╭─ MATERIAL FOR THIS TASK

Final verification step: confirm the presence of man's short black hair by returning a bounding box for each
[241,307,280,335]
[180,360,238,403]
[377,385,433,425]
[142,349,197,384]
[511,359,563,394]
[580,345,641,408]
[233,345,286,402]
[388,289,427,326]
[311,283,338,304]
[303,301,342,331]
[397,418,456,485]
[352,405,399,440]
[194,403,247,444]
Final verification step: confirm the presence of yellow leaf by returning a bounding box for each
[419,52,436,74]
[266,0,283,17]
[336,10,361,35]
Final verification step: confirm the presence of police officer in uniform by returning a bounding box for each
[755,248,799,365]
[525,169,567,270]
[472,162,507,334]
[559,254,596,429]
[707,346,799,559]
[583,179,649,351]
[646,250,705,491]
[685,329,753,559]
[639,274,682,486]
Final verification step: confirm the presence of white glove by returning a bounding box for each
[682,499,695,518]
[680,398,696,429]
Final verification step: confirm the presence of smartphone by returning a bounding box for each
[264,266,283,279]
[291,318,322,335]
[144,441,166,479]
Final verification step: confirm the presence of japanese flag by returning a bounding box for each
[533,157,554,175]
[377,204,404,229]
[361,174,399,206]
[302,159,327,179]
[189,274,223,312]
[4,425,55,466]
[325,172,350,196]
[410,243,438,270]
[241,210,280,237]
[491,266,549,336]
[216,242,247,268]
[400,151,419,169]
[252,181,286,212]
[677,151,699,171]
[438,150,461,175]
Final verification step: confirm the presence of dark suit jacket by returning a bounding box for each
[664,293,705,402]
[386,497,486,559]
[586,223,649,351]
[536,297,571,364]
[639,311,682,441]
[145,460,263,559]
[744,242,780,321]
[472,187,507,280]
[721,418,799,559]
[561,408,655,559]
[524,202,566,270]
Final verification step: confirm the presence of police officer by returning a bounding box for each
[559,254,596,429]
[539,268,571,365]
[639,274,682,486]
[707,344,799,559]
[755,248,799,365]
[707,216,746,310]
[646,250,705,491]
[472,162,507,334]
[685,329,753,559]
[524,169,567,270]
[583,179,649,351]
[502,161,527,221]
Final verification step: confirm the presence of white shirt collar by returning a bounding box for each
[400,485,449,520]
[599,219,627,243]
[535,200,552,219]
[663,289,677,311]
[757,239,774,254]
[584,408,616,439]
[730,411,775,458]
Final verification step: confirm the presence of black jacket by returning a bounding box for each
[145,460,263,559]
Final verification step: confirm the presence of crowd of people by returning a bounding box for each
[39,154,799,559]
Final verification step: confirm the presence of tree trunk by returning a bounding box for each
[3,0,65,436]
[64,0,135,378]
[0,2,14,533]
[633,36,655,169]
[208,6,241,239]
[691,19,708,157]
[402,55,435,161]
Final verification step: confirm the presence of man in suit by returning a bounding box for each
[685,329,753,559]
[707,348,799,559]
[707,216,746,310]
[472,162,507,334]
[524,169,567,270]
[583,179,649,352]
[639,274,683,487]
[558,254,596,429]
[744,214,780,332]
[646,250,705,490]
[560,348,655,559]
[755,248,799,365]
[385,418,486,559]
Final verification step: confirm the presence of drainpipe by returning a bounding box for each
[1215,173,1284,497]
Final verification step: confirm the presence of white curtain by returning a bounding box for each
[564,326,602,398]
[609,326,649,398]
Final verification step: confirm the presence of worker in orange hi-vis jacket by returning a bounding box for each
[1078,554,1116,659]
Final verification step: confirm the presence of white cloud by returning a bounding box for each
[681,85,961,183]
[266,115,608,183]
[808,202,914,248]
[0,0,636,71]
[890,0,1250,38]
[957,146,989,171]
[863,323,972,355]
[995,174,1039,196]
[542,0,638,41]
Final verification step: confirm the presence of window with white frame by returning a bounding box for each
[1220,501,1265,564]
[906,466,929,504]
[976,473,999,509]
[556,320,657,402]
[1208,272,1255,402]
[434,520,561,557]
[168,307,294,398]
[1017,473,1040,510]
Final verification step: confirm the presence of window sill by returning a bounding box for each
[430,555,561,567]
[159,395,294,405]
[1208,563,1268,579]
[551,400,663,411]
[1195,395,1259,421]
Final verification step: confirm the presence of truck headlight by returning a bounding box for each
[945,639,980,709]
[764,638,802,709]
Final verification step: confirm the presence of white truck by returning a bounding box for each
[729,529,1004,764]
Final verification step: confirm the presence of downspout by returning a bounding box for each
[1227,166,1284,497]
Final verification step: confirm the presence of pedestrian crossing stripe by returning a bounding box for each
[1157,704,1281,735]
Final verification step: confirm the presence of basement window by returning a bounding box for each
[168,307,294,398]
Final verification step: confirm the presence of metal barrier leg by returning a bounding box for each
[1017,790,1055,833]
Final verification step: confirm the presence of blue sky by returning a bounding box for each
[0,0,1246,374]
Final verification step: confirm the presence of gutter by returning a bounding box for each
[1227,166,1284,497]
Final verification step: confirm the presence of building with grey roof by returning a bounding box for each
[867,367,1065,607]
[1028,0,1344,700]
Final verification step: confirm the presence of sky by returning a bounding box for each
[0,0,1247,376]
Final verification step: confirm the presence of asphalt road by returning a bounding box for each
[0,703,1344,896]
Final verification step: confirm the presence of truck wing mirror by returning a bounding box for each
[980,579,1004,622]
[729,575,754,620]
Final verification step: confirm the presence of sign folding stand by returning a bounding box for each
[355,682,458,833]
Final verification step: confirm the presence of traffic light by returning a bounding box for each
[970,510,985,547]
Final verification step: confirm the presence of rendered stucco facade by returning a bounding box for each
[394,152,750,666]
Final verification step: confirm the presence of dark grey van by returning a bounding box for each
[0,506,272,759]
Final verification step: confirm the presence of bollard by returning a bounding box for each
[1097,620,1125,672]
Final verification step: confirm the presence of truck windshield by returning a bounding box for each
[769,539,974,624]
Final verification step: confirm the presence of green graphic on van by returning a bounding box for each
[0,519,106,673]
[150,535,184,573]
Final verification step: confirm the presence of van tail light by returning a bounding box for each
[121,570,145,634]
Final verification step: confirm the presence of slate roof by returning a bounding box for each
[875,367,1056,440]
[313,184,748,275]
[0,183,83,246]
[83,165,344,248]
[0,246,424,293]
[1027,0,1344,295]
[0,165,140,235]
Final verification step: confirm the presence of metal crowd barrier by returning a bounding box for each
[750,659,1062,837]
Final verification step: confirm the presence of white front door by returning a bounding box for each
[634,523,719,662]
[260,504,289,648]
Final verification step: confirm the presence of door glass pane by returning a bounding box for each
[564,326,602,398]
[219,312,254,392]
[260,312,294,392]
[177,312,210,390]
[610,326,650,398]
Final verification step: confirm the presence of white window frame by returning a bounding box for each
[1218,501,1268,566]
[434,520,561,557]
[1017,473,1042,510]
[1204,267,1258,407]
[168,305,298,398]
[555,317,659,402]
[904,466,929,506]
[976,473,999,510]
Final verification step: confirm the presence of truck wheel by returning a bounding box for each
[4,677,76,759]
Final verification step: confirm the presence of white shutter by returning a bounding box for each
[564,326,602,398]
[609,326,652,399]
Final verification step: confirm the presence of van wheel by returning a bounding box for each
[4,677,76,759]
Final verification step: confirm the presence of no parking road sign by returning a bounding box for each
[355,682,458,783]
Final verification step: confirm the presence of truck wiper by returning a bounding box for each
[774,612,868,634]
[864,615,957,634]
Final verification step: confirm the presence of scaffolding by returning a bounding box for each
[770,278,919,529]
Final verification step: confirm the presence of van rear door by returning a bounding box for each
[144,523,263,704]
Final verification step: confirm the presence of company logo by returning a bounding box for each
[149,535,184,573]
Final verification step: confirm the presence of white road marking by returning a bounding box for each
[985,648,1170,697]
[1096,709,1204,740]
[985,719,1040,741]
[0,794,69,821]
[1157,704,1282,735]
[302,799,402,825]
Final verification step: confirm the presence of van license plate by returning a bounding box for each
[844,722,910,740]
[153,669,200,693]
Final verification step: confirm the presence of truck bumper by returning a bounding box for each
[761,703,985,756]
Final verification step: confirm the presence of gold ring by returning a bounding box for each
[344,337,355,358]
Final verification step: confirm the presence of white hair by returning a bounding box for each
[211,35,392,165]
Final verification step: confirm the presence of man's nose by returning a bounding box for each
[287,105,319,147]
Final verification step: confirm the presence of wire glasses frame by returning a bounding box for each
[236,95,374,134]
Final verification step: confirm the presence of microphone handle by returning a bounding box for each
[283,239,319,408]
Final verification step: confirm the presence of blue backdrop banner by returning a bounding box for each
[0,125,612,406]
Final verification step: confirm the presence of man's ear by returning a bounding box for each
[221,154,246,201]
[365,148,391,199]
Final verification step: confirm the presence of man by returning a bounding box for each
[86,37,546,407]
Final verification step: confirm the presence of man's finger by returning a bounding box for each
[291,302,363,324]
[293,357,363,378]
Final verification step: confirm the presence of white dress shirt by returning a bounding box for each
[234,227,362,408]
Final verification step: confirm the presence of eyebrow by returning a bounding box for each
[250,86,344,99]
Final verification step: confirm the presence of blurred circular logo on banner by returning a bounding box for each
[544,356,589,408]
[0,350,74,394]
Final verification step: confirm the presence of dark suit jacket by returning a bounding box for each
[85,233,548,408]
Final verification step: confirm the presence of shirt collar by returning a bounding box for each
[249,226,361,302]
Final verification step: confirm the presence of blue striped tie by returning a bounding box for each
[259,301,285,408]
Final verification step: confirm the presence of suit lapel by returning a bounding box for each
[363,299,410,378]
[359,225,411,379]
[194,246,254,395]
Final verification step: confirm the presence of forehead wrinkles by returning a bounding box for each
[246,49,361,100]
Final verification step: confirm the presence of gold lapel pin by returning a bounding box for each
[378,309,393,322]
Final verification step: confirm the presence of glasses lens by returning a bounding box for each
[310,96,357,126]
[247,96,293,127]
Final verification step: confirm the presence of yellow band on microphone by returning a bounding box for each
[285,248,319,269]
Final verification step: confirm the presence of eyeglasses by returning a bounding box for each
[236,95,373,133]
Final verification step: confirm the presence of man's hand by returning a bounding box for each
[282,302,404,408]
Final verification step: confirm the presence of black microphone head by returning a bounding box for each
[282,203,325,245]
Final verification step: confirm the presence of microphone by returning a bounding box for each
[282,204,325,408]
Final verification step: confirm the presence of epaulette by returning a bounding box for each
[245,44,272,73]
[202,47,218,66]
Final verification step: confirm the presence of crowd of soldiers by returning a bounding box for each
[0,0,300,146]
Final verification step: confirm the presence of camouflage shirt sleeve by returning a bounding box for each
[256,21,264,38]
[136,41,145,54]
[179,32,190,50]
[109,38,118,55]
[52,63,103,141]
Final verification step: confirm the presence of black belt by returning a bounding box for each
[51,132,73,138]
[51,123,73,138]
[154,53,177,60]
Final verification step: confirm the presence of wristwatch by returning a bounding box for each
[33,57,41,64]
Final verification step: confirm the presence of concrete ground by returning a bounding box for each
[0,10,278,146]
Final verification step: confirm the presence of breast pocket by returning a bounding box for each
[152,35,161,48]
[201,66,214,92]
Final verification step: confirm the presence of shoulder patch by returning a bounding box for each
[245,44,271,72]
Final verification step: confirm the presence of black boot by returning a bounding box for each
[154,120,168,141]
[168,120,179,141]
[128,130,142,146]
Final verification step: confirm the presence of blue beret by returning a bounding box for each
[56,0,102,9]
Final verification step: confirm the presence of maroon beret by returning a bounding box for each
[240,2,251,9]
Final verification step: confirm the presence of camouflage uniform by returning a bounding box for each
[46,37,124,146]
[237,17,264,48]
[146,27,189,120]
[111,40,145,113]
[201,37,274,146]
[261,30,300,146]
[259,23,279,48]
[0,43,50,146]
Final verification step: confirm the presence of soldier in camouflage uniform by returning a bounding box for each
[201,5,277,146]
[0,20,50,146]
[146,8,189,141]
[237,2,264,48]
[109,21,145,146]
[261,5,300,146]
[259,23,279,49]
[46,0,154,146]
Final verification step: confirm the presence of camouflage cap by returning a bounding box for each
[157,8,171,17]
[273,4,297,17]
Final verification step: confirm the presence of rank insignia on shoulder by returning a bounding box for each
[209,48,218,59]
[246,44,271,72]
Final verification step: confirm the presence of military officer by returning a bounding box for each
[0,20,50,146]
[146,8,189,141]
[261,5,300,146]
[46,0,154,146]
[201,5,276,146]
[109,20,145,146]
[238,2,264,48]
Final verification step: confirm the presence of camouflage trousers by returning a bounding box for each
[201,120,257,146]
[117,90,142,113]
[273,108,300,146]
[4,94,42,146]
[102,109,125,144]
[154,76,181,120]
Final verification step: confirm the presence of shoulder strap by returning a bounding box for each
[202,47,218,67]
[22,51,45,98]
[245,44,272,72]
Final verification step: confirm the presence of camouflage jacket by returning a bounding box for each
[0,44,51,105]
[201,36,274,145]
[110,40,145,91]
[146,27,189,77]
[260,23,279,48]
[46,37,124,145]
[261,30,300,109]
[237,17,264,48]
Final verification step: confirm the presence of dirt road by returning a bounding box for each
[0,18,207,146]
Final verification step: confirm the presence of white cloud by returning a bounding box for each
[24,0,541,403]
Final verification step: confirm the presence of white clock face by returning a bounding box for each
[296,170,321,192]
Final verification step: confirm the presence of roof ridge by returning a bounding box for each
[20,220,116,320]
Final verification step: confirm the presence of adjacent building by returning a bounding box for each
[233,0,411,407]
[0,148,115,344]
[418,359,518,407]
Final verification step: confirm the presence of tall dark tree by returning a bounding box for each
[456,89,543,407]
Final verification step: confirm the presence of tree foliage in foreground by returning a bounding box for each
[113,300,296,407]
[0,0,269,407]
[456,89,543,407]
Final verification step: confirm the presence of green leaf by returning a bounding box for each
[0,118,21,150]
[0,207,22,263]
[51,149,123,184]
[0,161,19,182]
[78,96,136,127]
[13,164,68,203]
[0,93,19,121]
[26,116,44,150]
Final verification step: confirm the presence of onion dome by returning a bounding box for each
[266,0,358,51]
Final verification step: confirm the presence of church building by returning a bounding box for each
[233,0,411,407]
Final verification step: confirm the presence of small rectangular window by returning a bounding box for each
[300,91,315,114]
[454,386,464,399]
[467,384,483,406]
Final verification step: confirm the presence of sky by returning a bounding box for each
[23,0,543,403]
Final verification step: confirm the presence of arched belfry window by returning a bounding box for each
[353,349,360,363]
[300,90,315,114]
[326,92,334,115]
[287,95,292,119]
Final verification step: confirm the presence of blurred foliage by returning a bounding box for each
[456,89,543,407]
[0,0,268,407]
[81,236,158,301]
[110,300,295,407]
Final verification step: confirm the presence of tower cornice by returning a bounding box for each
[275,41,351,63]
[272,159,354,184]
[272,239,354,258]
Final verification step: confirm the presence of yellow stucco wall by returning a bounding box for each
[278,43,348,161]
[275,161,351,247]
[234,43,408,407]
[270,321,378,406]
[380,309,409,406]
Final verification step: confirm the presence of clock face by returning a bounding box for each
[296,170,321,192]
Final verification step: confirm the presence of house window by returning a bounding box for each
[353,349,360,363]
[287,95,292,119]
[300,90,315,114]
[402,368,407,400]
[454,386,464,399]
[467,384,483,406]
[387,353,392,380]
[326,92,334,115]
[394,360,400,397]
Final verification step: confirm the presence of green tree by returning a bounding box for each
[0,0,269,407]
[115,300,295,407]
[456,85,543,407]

╰─

» WHAT IS BEING ASKED
Rescale the data from the line containing "Final verification step: confirm the presence of small" up to and including the line containing "[110,300,295,407]", reproducing only those lines, the requests along with the bounding box coordinates. Multiply every coordinate by 0.5 and round to whole numbers, with halves rounded up.

» TASK OUTPUT
Final verification step: confirm the presence of small rectangular window by returning a bounding box for each
[150,46,158,57]
[227,193,232,200]
[234,192,242,203]
Final verification step: confirm the presence of sky by returning a bounding box for each
[12,0,272,202]
Final verification step: confirm the presence of arched belfry window by returning a bounding box for each
[177,175,180,182]
[150,45,158,57]
[163,46,167,58]
[144,48,146,60]
Final verification step: confirm the presence of blurred foliage by returning a bounding box for each
[228,45,272,204]
[0,0,134,204]
[41,118,79,151]
[55,150,148,204]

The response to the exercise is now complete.